Directions:
Copy out the section of the listing that begins with the line containing "Return one point per instance of the car wheel" and continues to the end of the listing, replacing "rim" with "hub" and leaving everything else unchanged.

# Start of Raw data

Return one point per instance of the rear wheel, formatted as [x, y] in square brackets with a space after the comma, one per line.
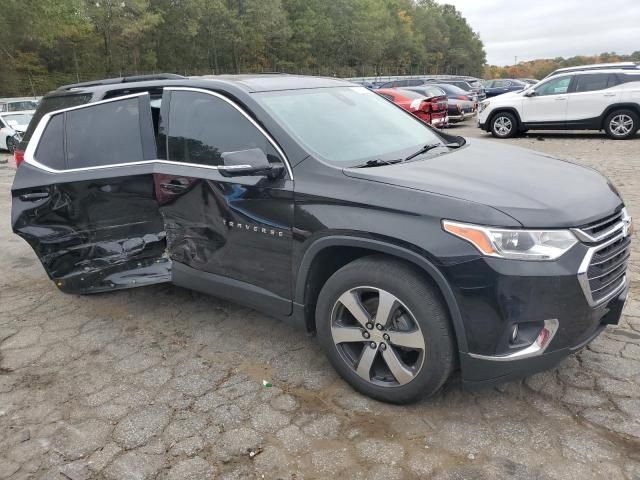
[621, 124]
[504, 125]
[385, 330]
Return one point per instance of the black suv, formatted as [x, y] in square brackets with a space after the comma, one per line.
[412, 253]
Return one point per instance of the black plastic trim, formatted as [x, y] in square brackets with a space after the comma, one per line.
[230, 289]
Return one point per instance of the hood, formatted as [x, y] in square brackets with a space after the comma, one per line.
[537, 190]
[506, 96]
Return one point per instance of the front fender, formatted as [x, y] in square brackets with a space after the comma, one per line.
[392, 250]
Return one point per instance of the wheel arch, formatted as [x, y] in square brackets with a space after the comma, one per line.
[498, 110]
[320, 262]
[619, 106]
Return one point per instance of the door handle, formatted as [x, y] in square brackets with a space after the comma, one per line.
[33, 196]
[175, 186]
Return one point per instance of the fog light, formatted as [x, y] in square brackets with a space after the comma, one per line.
[543, 337]
[514, 333]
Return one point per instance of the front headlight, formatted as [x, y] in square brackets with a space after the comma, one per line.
[514, 244]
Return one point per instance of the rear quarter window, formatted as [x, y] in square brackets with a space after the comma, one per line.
[51, 104]
[104, 134]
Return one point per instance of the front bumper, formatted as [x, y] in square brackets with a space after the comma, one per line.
[496, 295]
[482, 372]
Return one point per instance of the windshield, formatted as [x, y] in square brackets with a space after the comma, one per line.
[19, 119]
[452, 89]
[347, 125]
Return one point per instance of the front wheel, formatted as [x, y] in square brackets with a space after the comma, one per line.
[385, 330]
[11, 144]
[621, 124]
[504, 125]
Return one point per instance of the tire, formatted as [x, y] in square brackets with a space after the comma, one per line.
[11, 144]
[621, 124]
[418, 320]
[504, 125]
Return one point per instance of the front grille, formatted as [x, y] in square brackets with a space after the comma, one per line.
[602, 273]
[599, 228]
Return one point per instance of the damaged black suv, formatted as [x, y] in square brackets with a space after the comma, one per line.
[410, 252]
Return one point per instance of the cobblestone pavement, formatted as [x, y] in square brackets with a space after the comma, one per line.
[163, 383]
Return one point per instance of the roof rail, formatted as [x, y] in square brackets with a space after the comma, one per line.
[113, 81]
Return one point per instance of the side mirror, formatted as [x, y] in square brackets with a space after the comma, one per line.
[248, 162]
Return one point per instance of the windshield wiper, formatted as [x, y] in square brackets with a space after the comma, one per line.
[378, 162]
[431, 146]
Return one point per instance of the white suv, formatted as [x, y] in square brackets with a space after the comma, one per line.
[606, 100]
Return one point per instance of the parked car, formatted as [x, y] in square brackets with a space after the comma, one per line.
[430, 105]
[460, 105]
[12, 126]
[18, 104]
[472, 87]
[596, 66]
[606, 100]
[474, 90]
[409, 251]
[364, 83]
[503, 85]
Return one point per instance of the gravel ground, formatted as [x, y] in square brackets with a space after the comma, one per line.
[163, 383]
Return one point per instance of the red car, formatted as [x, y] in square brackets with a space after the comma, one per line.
[430, 109]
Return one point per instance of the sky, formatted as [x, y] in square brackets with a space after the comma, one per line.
[531, 29]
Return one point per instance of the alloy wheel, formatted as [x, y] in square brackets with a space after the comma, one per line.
[503, 126]
[377, 336]
[621, 125]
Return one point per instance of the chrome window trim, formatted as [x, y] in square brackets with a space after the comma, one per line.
[44, 121]
[532, 350]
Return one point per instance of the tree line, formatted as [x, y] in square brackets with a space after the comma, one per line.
[542, 67]
[45, 43]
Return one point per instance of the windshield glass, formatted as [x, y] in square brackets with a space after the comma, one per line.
[20, 119]
[452, 89]
[347, 125]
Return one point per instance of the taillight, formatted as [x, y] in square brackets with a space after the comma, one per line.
[425, 117]
[18, 156]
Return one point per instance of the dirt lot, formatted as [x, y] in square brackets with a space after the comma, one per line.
[160, 382]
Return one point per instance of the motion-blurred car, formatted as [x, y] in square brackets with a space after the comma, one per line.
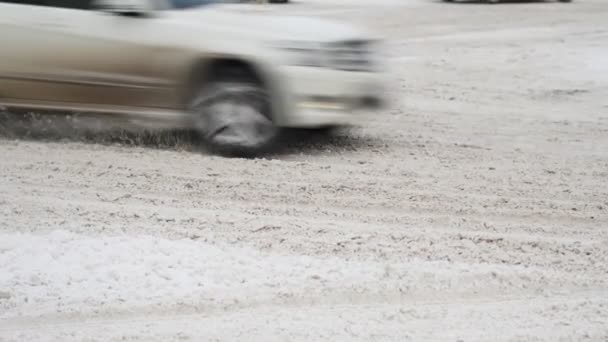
[495, 1]
[236, 78]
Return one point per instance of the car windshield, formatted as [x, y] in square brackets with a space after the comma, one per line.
[179, 4]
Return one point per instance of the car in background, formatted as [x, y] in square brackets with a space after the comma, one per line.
[495, 1]
[237, 78]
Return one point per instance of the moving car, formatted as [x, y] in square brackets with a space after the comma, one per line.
[495, 1]
[238, 78]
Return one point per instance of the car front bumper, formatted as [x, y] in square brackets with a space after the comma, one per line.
[316, 97]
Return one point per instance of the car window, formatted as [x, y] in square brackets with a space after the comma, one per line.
[75, 4]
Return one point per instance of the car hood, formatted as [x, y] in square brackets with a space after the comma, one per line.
[264, 25]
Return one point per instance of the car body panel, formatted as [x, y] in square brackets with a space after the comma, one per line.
[90, 60]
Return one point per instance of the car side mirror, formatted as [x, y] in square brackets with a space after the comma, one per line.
[132, 8]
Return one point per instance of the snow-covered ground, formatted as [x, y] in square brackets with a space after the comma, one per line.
[475, 209]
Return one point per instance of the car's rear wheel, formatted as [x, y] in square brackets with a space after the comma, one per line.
[234, 118]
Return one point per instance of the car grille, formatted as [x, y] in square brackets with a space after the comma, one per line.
[353, 55]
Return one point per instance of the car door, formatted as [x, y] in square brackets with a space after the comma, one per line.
[66, 51]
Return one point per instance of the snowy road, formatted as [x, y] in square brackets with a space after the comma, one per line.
[475, 209]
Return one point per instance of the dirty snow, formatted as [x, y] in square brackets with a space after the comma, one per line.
[474, 209]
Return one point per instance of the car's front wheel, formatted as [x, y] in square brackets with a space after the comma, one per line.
[234, 118]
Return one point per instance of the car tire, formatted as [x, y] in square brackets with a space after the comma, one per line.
[234, 118]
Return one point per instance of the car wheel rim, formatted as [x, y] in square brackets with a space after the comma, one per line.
[236, 116]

# End of Raw data

Final answer:
Return one point per instance of the car wheel hub, formatted as [x, y] in square brackets with a space after the comma, one per line.
[236, 116]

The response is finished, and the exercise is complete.